## Task instructions
Recast every line of the entries below as a Markdown table with the columns Row and Entry Line, numbering each row and skipping blank lines. Leave the pictures out of your answer.

----- Records for the task -----

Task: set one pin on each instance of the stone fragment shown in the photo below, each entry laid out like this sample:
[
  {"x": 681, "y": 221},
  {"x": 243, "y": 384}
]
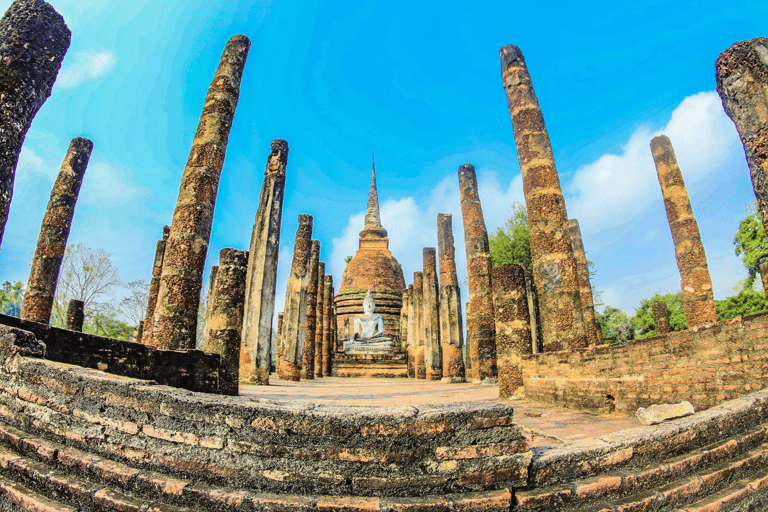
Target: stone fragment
[
  {"x": 52, "y": 243},
  {"x": 296, "y": 302},
  {"x": 319, "y": 320},
  {"x": 594, "y": 335},
  {"x": 554, "y": 266},
  {"x": 310, "y": 318},
  {"x": 33, "y": 41},
  {"x": 451, "y": 328},
  {"x": 481, "y": 328},
  {"x": 75, "y": 315},
  {"x": 661, "y": 317},
  {"x": 226, "y": 322},
  {"x": 663, "y": 412},
  {"x": 262, "y": 270},
  {"x": 181, "y": 279},
  {"x": 154, "y": 287},
  {"x": 513, "y": 326},
  {"x": 698, "y": 296}
]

-----

## Written solution
| Row | Entry Line |
|---|---|
| 1 | Task: set one pin on each instance of the stone fragment shown in the photo below, each entry laid out like this sample: |
| 2 | [ |
| 3 |   {"x": 681, "y": 221}, |
| 4 |   {"x": 243, "y": 384} |
| 5 | ] |
| 6 | Target: stone fragment |
| 7 | [ |
| 8 |   {"x": 52, "y": 243}, |
| 9 |   {"x": 296, "y": 302}, |
| 10 |   {"x": 319, "y": 320}, |
| 11 |   {"x": 594, "y": 335}, |
| 12 |   {"x": 554, "y": 266}, |
| 13 |   {"x": 310, "y": 318}, |
| 14 |   {"x": 33, "y": 41}, |
| 15 |   {"x": 451, "y": 328}, |
| 16 |   {"x": 481, "y": 328}, |
| 17 |   {"x": 75, "y": 315}, |
| 18 |   {"x": 661, "y": 317}, |
| 19 |   {"x": 226, "y": 322}, |
| 20 |   {"x": 663, "y": 412}, |
| 21 |   {"x": 262, "y": 270}, |
| 22 |   {"x": 181, "y": 279}, |
| 23 |   {"x": 154, "y": 287}, |
| 24 |   {"x": 513, "y": 326}, |
| 25 |   {"x": 698, "y": 296} |
| 26 | ] |